» DOCUMENT EXCERPT:
# # # #

Primary Safety Outcome

A major bleeding event occurred in 83 of the 7107 participants. Nearly 95% (n = 78) of events occurred in participants without evidence of LV dysfunction (55 assigned to rivaroxaban and 23 assigned to aspirin) with the remaining 5 occurring in participants with evidence of LV dysfunction (5 assigned to rivaroxaban and 0 assigned to aspirin).

Sensitivity Analysis

Baseline characteristics of participants with LV dysfunction appeared similar across assigned treatment groups with the exception that those randomized to rivaroxaban were less likely to have diabetes (23% vs 35%; eTable 2 in the Supplement). After adjusting for the main effects of diabetes in addition to assigned treatment and LV dysfunction status in a Cox proportional hazard model, the heterogeneity of treatment effect with LV dysfunction remained (P = .04 for interaction). Among participants with LV dysfunction, after adjusting for diabetes, rivaroxaban remained associated with a lower risk of the primary outcome (HR, 0.35; 95% CI, 0.14-0.9).

Discussion

In this exploratory analysis of the NAVIGATE ESUS trial, rivaroxaban was associated with a reduced risk of recurrent stroke or systemic embolism compared with aspirin among the 7% of participants with reported LV dysfunction.

# # # #

» TASK GOAL:
From the trial results excerpt above, extract the text from "Baseline characteristics of" up to and including "95% CI, 0.14-0.9).", copied word for word.

» MATERIAL SUPPLIED:
# # # #

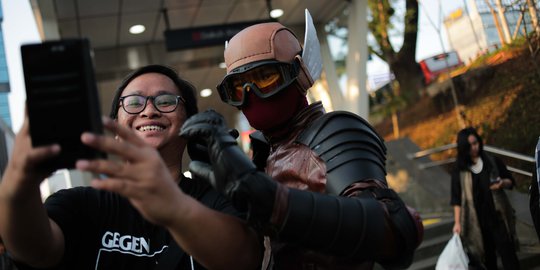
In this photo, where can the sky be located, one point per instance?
(18, 30)
(428, 43)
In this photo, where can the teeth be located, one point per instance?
(149, 128)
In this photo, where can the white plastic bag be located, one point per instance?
(453, 256)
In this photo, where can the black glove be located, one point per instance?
(198, 150)
(231, 171)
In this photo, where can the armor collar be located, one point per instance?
(301, 121)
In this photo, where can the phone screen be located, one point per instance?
(62, 98)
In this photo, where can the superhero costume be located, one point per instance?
(324, 200)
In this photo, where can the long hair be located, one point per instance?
(187, 90)
(464, 160)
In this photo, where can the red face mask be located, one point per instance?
(271, 112)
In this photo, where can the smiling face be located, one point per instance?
(154, 127)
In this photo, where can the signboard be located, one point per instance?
(197, 37)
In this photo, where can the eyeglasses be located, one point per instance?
(164, 103)
(264, 78)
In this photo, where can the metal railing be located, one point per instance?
(487, 148)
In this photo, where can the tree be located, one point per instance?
(403, 62)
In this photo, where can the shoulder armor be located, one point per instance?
(350, 147)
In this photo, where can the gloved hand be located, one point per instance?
(198, 150)
(231, 172)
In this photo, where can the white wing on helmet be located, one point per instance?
(312, 49)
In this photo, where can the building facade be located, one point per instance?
(472, 30)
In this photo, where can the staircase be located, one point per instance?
(428, 191)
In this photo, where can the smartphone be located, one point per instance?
(62, 98)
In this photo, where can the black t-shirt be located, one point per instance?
(103, 230)
(482, 197)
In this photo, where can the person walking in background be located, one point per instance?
(145, 214)
(323, 198)
(483, 215)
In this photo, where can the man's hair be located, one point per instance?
(464, 159)
(187, 90)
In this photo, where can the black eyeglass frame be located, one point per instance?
(153, 99)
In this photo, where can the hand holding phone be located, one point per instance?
(62, 98)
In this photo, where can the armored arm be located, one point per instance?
(371, 224)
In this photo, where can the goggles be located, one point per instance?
(265, 79)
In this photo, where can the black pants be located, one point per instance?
(497, 240)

# # # #

» EXERCISE RESPONSE:
Baseline characteristics of participants with LV dysfunction appeared similar across assigned treatment groups with the exception that those randomized to rivaroxaban were less likely to have diabetes (23% vs 35%; eTable 2 in the Supplement). After adjusting for the main effects of diabetes in addition to assigned treatment and LV dysfunction status in a Cox proportional hazard model, the heterogeneity of treatment effect with LV dysfunction remained (P = .04 for interaction). Among participants with LV dysfunction, after adjusting for diabetes, rivaroxaban remained associated with a lower risk of the primary outcome (HR, 0.35; 95% CI, 0.14-0.9).